[Record set]
····················
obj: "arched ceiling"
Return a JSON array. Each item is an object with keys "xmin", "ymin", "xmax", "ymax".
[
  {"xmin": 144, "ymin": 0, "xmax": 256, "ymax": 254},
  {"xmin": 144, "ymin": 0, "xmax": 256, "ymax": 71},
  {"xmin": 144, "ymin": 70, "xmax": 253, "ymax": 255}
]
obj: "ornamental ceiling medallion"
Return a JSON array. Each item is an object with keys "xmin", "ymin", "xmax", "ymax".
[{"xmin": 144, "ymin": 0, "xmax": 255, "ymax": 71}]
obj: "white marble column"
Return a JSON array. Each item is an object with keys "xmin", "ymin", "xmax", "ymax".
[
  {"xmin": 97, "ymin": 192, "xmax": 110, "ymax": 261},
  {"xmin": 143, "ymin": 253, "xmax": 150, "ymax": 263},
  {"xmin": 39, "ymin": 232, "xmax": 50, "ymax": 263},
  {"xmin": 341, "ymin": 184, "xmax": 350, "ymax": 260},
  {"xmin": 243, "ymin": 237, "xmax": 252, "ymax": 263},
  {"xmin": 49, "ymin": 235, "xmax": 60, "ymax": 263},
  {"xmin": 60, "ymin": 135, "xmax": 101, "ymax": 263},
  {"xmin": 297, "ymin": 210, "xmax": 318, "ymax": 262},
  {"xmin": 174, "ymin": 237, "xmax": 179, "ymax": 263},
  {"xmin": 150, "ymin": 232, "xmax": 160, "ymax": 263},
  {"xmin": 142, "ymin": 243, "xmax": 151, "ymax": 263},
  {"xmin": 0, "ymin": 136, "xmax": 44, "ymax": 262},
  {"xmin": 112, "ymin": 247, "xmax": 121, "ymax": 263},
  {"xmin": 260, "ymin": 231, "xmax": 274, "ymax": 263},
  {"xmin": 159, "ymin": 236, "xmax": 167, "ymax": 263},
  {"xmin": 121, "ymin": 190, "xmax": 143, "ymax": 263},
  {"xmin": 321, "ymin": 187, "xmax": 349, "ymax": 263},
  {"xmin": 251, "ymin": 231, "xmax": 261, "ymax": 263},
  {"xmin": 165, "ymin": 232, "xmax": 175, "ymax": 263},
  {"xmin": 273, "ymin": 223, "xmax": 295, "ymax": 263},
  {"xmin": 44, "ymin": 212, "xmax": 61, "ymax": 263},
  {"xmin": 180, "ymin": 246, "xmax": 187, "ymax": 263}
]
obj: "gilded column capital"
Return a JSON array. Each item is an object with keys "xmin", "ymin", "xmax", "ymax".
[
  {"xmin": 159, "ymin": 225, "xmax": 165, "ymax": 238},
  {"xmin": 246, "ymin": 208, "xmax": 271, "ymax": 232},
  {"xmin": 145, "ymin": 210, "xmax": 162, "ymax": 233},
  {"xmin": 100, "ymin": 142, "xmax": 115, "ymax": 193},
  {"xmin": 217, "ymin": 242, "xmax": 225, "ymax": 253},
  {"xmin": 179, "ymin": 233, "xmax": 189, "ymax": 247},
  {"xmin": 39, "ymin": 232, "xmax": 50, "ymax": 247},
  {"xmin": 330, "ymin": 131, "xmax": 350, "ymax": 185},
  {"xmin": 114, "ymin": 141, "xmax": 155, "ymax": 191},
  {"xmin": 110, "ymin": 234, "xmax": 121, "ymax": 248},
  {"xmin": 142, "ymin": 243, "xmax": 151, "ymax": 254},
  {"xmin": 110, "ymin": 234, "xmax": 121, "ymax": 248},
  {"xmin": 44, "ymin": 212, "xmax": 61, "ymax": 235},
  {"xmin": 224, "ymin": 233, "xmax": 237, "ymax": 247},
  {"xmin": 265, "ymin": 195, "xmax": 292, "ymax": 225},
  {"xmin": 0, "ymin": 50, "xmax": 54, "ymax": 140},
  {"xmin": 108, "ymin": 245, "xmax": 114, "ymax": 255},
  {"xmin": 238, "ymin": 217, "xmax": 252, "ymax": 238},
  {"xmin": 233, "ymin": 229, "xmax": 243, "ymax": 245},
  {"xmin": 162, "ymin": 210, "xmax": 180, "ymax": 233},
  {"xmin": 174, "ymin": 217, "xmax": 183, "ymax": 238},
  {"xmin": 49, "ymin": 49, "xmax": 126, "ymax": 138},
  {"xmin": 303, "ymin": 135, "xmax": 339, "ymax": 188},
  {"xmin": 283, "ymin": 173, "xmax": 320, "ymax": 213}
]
····················
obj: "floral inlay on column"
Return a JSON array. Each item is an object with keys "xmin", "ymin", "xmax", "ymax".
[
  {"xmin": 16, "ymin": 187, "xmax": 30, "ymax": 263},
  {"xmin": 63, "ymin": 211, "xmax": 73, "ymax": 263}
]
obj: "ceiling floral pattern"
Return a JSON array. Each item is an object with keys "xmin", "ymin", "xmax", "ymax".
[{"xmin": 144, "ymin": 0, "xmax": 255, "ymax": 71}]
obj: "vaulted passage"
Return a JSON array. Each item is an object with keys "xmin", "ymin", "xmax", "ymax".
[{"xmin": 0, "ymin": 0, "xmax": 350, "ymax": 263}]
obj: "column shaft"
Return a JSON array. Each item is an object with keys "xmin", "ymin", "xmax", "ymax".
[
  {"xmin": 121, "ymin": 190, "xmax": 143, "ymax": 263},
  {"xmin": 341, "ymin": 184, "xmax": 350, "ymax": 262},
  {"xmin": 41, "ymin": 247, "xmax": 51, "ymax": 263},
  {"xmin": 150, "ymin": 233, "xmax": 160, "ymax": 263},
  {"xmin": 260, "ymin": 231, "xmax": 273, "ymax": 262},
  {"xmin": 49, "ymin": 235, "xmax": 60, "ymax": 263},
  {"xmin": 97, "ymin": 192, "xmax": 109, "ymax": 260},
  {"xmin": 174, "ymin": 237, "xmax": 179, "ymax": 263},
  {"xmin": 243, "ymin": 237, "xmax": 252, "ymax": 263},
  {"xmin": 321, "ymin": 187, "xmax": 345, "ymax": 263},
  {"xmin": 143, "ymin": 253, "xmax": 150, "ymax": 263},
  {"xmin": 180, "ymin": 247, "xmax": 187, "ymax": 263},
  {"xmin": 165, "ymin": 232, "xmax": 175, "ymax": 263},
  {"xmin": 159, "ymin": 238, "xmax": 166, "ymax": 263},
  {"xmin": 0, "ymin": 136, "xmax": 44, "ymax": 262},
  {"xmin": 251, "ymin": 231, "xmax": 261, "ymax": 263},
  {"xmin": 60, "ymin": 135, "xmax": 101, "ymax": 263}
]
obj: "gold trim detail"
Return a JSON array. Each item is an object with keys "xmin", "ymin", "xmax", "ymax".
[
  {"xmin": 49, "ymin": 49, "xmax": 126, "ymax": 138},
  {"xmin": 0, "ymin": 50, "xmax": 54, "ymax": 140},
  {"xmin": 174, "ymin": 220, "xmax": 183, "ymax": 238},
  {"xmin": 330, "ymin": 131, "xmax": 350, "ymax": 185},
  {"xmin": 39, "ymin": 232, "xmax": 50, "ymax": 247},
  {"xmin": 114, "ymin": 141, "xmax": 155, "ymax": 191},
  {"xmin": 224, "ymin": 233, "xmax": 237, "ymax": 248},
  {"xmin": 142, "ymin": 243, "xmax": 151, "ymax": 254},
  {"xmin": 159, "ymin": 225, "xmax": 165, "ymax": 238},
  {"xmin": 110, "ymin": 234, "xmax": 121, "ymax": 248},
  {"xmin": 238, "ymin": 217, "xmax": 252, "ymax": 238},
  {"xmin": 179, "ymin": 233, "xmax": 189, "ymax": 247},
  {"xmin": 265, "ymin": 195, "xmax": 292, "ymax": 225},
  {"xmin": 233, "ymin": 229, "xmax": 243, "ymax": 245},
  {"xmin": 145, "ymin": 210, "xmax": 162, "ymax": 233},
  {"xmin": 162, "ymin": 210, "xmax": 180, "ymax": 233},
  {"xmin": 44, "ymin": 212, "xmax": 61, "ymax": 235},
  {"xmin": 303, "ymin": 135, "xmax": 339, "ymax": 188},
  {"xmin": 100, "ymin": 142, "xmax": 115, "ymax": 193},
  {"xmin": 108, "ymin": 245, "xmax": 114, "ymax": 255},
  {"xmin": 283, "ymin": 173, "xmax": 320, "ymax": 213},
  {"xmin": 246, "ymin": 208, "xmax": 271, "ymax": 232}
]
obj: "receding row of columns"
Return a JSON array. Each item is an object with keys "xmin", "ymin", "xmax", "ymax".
····················
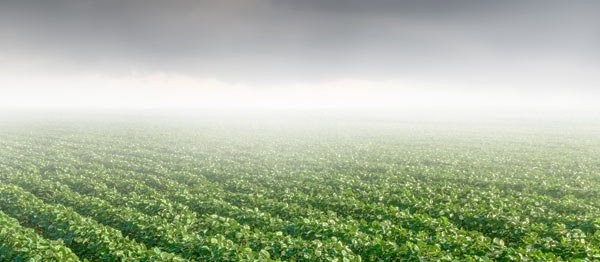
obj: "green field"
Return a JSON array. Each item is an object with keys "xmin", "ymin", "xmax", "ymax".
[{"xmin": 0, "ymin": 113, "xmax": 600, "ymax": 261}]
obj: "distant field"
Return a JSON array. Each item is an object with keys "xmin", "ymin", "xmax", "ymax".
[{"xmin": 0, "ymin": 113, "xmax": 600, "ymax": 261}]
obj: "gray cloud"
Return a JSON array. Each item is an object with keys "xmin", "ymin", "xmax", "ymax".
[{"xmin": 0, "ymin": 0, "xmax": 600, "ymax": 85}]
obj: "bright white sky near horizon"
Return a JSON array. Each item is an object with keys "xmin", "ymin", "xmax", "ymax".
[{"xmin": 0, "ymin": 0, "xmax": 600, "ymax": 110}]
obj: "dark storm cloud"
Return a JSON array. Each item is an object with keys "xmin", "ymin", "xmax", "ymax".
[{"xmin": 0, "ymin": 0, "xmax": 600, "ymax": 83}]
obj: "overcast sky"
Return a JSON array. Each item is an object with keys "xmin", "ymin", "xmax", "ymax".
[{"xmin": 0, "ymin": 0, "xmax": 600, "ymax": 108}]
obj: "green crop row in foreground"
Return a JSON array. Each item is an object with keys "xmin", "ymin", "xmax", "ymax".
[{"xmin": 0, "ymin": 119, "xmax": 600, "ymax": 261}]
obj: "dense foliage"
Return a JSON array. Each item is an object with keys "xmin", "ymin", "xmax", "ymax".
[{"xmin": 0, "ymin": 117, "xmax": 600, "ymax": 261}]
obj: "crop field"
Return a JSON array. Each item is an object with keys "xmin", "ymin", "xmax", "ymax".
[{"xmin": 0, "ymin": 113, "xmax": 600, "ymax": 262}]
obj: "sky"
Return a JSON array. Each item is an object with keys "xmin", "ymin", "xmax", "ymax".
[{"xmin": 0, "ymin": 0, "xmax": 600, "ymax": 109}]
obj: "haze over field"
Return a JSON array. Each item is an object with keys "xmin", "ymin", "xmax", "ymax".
····················
[What you will do] Return every line of the records above that contains the word "green", matching case exactly.

[Output]
obj: "green field"
obj: "green crop row in foreground"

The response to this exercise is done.